**** Data records ****

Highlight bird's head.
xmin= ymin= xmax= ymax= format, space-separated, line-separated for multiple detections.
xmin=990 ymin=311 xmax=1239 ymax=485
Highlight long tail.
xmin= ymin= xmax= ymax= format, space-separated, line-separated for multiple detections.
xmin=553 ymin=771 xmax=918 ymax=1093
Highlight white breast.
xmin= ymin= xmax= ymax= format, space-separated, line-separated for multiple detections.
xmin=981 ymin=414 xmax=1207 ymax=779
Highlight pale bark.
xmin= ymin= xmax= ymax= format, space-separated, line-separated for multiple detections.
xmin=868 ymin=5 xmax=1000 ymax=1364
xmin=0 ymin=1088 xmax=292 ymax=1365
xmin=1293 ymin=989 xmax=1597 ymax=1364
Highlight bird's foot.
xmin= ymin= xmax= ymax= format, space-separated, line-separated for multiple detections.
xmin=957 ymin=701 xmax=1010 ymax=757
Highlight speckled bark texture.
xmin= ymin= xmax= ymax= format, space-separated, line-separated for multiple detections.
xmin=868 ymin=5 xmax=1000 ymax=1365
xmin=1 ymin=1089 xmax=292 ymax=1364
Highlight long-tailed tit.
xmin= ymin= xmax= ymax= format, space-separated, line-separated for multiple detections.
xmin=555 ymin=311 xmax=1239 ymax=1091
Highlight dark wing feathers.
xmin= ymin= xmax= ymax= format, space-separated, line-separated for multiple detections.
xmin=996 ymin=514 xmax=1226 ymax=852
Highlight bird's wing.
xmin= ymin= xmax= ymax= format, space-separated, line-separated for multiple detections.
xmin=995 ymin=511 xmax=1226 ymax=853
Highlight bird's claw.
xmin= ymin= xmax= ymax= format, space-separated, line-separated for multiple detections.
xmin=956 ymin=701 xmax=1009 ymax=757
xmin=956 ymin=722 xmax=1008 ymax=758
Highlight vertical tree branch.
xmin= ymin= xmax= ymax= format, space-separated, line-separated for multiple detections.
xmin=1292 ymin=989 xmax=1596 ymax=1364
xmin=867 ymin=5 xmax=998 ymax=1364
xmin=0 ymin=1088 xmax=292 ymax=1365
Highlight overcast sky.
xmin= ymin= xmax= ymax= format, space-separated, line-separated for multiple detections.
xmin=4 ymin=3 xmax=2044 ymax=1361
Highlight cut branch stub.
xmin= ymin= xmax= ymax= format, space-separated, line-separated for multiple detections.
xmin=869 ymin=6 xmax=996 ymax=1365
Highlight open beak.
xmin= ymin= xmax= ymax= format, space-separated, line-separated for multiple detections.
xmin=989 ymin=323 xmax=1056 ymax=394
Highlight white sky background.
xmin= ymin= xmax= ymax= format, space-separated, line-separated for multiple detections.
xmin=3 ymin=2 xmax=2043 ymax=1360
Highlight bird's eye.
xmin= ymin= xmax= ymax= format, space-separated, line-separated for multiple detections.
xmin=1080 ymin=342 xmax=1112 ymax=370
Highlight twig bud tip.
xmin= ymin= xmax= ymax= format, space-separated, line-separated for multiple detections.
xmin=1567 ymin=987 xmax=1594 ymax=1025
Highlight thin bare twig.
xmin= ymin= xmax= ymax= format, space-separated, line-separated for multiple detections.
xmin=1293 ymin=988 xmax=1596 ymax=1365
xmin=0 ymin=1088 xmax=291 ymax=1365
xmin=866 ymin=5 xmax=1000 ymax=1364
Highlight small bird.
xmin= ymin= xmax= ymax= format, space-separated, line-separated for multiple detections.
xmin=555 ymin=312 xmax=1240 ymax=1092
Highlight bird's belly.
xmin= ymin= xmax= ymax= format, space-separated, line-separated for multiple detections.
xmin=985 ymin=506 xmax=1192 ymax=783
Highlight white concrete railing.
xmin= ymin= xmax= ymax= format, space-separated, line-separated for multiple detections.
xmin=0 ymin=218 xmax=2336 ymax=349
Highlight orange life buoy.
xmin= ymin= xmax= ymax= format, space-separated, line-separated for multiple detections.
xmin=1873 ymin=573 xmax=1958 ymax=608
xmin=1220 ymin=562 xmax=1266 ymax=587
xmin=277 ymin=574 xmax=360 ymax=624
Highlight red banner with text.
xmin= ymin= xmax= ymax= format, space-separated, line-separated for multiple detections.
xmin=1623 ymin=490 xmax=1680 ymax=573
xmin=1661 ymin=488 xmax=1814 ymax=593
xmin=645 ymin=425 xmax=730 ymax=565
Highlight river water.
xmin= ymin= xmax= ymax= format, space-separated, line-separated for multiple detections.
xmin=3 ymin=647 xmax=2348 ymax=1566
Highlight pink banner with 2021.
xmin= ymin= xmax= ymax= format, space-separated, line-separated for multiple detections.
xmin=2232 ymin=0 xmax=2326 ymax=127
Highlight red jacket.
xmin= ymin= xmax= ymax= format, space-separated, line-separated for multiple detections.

****

Wherever a line above contains the string "twig", copy that line.

Highlight twig bud tip.
Highlight thin bare twig.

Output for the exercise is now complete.